START Information supplied

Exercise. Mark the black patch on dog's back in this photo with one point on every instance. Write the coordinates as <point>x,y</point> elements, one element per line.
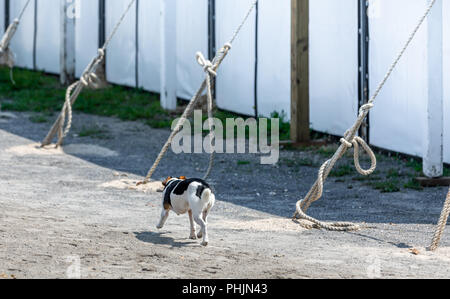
<point>169,188</point>
<point>200,190</point>
<point>182,187</point>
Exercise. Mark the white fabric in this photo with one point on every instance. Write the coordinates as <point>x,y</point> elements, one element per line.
<point>398,121</point>
<point>2,16</point>
<point>446,20</point>
<point>236,77</point>
<point>48,36</point>
<point>149,45</point>
<point>192,36</point>
<point>274,52</point>
<point>333,65</point>
<point>22,43</point>
<point>86,34</point>
<point>121,52</point>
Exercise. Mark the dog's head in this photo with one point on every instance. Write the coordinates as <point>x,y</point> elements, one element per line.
<point>167,181</point>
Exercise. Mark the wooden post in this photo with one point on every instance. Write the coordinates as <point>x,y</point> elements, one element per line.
<point>168,55</point>
<point>67,41</point>
<point>433,159</point>
<point>300,124</point>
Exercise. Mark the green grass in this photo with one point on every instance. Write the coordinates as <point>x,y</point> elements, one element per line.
<point>38,119</point>
<point>42,93</point>
<point>39,92</point>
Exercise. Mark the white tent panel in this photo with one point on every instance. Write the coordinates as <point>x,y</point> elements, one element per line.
<point>23,42</point>
<point>192,36</point>
<point>149,45</point>
<point>398,121</point>
<point>2,16</point>
<point>446,19</point>
<point>86,34</point>
<point>333,65</point>
<point>47,36</point>
<point>274,57</point>
<point>121,52</point>
<point>236,77</point>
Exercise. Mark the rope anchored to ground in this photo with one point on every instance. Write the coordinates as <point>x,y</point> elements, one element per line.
<point>87,79</point>
<point>210,68</point>
<point>350,139</point>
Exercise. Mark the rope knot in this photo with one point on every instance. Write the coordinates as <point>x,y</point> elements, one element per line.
<point>207,65</point>
<point>366,107</point>
<point>101,53</point>
<point>227,47</point>
<point>355,143</point>
<point>90,79</point>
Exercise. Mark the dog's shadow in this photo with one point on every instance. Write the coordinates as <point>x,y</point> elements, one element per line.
<point>159,238</point>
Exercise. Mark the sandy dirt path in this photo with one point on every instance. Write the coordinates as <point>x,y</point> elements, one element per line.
<point>61,209</point>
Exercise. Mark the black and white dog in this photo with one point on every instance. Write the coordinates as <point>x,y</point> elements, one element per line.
<point>192,196</point>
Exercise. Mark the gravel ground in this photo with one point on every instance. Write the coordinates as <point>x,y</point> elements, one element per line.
<point>59,211</point>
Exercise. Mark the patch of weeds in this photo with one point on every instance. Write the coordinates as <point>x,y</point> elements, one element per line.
<point>93,132</point>
<point>388,186</point>
<point>38,119</point>
<point>413,184</point>
<point>415,165</point>
<point>393,173</point>
<point>326,151</point>
<point>342,171</point>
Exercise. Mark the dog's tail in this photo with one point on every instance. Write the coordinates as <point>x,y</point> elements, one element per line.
<point>206,195</point>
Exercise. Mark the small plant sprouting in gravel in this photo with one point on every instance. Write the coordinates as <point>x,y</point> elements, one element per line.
<point>93,132</point>
<point>413,184</point>
<point>342,171</point>
<point>388,186</point>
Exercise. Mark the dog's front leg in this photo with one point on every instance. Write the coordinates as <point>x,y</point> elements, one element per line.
<point>164,216</point>
<point>191,220</point>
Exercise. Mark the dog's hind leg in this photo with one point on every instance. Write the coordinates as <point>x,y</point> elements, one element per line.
<point>191,220</point>
<point>164,216</point>
<point>204,229</point>
<point>205,219</point>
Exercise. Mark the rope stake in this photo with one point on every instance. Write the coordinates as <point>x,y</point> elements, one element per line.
<point>350,139</point>
<point>442,224</point>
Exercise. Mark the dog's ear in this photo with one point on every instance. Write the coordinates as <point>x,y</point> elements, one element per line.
<point>166,181</point>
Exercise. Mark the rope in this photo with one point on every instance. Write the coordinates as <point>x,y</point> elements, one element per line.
<point>441,224</point>
<point>350,139</point>
<point>87,79</point>
<point>210,69</point>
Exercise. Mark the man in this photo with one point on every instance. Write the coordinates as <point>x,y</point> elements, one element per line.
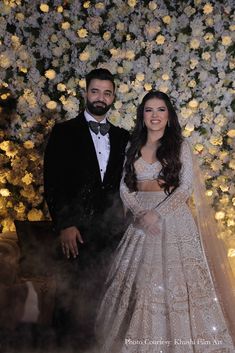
<point>82,171</point>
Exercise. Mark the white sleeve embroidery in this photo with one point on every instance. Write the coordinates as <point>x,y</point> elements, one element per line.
<point>183,192</point>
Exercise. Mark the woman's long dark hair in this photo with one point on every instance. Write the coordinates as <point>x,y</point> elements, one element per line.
<point>168,152</point>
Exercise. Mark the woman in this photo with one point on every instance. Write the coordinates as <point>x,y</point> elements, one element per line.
<point>159,296</point>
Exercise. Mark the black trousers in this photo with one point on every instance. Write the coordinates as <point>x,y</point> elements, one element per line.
<point>79,288</point>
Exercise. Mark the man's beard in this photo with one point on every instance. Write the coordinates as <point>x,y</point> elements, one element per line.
<point>96,109</point>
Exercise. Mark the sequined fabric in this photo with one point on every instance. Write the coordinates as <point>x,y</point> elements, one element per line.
<point>159,295</point>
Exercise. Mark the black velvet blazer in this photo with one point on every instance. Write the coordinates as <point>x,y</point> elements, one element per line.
<point>74,191</point>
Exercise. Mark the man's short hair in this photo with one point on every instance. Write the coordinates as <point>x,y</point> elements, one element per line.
<point>99,74</point>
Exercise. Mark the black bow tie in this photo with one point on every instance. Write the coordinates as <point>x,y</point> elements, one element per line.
<point>98,127</point>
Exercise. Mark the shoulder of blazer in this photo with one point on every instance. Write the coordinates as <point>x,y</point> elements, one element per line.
<point>72,123</point>
<point>120,131</point>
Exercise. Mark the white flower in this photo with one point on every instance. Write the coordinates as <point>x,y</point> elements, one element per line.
<point>44,7</point>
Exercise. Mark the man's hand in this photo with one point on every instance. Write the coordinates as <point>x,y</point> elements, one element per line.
<point>69,237</point>
<point>150,221</point>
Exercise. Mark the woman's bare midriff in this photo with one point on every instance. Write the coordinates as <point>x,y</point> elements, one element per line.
<point>148,185</point>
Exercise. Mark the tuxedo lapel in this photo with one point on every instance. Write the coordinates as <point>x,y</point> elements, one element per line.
<point>88,148</point>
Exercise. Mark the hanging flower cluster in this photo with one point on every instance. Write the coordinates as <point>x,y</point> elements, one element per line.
<point>182,48</point>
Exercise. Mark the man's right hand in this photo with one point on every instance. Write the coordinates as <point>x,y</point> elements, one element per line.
<point>68,238</point>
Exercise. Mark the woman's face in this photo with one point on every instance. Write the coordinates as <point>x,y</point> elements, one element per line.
<point>156,114</point>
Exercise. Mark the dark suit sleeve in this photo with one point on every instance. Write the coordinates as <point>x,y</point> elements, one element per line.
<point>57,187</point>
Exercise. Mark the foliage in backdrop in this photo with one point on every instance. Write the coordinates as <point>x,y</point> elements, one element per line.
<point>184,48</point>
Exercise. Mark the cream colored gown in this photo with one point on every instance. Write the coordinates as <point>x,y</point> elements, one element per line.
<point>159,295</point>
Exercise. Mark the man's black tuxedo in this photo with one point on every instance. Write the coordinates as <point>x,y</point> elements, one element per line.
<point>74,191</point>
<point>76,196</point>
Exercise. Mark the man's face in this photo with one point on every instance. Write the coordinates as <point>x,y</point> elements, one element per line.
<point>99,97</point>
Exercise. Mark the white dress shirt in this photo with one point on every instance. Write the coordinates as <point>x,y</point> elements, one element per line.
<point>102,145</point>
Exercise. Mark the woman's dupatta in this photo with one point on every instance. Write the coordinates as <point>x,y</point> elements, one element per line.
<point>214,250</point>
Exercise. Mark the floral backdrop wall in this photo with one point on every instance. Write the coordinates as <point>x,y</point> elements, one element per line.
<point>184,48</point>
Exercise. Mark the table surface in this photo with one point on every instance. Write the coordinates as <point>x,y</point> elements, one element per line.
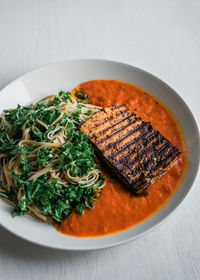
<point>162,37</point>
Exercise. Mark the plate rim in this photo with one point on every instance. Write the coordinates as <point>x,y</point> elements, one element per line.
<point>167,216</point>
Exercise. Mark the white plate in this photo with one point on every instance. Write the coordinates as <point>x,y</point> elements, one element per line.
<point>66,75</point>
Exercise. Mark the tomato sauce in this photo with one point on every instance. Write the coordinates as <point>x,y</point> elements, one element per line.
<point>117,208</point>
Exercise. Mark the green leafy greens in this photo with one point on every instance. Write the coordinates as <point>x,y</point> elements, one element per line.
<point>43,177</point>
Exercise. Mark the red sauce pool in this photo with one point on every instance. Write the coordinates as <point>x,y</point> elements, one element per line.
<point>117,208</point>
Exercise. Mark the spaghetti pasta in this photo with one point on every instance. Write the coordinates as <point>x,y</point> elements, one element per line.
<point>47,166</point>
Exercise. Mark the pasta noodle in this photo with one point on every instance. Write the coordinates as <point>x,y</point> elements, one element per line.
<point>56,137</point>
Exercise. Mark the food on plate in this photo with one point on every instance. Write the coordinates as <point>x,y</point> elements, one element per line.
<point>118,208</point>
<point>47,166</point>
<point>57,158</point>
<point>130,146</point>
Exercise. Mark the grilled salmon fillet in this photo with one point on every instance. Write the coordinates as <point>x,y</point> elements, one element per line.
<point>130,146</point>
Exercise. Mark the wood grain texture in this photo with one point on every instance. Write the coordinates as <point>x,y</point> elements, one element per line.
<point>162,37</point>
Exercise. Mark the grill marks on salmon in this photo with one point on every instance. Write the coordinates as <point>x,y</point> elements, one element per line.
<point>130,146</point>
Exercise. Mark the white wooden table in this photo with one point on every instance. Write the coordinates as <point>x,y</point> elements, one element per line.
<point>162,37</point>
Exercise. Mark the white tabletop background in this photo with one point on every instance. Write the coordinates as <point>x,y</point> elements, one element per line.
<point>162,37</point>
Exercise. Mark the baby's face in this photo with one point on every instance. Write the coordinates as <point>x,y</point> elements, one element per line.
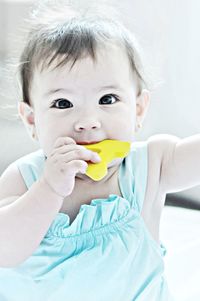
<point>89,103</point>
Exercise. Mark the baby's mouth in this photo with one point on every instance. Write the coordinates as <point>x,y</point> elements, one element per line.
<point>87,142</point>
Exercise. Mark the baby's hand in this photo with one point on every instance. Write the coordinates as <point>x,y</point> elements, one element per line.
<point>65,161</point>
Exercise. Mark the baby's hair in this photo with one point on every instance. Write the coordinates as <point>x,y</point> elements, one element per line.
<point>60,34</point>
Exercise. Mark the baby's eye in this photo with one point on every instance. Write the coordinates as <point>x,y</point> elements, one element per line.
<point>108,99</point>
<point>62,103</point>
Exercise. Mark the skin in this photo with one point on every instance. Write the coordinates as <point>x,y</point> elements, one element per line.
<point>85,117</point>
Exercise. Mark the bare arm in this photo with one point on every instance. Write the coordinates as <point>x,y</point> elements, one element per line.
<point>25,221</point>
<point>180,162</point>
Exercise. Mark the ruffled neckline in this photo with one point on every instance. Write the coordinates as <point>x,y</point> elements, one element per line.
<point>92,217</point>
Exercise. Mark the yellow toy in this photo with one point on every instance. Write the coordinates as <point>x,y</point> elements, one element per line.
<point>108,150</point>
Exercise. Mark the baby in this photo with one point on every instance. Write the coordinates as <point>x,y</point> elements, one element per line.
<point>63,235</point>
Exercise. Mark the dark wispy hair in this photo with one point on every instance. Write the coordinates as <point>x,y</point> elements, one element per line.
<point>61,34</point>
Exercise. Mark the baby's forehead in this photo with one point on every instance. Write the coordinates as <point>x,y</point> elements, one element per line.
<point>109,61</point>
<point>110,67</point>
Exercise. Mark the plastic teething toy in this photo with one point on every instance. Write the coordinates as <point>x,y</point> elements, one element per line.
<point>108,150</point>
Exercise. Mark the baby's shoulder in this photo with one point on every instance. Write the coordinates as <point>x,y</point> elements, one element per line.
<point>160,147</point>
<point>11,183</point>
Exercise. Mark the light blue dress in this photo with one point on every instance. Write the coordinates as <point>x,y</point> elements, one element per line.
<point>106,254</point>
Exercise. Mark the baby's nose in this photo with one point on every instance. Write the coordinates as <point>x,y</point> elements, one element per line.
<point>87,125</point>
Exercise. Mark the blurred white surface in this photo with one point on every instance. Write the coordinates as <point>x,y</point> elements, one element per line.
<point>180,233</point>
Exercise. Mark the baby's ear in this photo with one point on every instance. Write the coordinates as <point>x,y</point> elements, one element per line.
<point>26,114</point>
<point>142,105</point>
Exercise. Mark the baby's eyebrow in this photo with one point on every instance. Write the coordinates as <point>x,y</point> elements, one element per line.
<point>109,87</point>
<point>70,91</point>
<point>52,91</point>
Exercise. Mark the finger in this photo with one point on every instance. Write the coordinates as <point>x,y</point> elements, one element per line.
<point>63,141</point>
<point>82,154</point>
<point>66,148</point>
<point>76,166</point>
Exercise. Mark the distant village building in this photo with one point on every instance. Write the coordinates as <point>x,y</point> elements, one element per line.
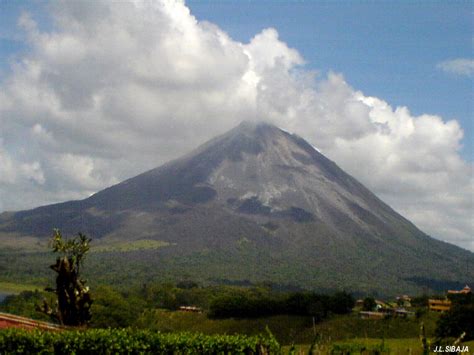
<point>445,305</point>
<point>439,305</point>
<point>12,321</point>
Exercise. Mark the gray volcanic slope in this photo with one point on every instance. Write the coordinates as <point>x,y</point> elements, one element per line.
<point>259,203</point>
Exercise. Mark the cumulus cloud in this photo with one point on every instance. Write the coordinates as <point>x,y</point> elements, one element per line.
<point>118,88</point>
<point>459,66</point>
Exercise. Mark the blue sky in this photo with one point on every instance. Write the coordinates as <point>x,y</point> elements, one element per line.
<point>388,49</point>
<point>385,49</point>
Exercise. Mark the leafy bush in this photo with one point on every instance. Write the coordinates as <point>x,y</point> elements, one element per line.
<point>128,341</point>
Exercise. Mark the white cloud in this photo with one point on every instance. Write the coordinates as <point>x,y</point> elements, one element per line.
<point>116,89</point>
<point>459,66</point>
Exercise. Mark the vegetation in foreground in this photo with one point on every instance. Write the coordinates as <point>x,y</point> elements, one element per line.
<point>321,320</point>
<point>126,341</point>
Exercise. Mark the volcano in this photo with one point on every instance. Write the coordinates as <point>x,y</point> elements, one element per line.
<point>260,204</point>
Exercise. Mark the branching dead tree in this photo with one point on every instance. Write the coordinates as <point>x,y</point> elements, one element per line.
<point>73,303</point>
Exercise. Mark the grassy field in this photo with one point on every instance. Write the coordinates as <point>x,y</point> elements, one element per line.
<point>141,244</point>
<point>15,288</point>
<point>292,329</point>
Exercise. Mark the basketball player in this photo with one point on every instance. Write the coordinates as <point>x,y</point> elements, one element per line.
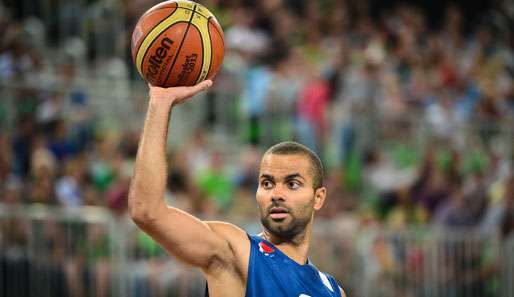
<point>236,264</point>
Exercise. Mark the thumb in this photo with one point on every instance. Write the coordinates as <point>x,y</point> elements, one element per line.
<point>191,91</point>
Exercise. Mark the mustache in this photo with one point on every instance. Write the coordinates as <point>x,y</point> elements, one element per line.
<point>277,204</point>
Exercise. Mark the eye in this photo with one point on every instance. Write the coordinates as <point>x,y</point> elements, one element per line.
<point>293,185</point>
<point>266,184</point>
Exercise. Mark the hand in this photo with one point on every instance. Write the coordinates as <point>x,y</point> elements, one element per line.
<point>177,95</point>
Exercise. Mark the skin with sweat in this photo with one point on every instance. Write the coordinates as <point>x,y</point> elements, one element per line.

END Information supplied

== What you should do ==
Your copy must hold exactly the lines from the one with "Exercise. Mark the vegetation" to the end of the records above, both included, and no pictures.

== Response to the task ==
Exercise. Mark the vegetation in foreground in this photo with one point on every instance. Write the coordinates as <point>x,y</point> elements, one element per line.
<point>321,320</point>
<point>126,341</point>
Exercise. Mark the volcano in this photo with one point on every instance. Write the coordinates as <point>x,y</point> elements, one element per line.
<point>260,204</point>
Exercise. Mark the branching dead tree in this photo with one point on every instance. Write the coordinates as <point>x,y</point> elements, one element per line.
<point>73,303</point>
Exercise. Mark the grassy field in this photo with one point on every instance. Write the coordinates as <point>x,y</point> elements, one element per line.
<point>141,244</point>
<point>15,288</point>
<point>292,329</point>
Exercise. Mark the basketball player in this photo with one point on every instance. Write the coordinates as <point>x,y</point> elements, one element per line.
<point>236,264</point>
Exercise. Mark the thumb in this photo with one point on every instance. Write the coordinates as <point>x,y</point> elements, one element per line.
<point>191,91</point>
Exercise. Mark the mustache in this photo with one point on every instance. Write the coordinates as <point>x,y</point> elements, one element per line.
<point>277,204</point>
Exercise. Mark the eye in this photo with one point on every instance. Write the coordinates as <point>x,y</point> elements, one element per line.
<point>293,185</point>
<point>266,184</point>
Exercise. Mark the hand in this photo with one point on every instance. Write the coordinates as <point>x,y</point> elements, one element per line.
<point>177,95</point>
Exercise. Mark the skin with sweat in this photo with one point on every instance. Write the coordinates as <point>x,y</point> elements, one element per line.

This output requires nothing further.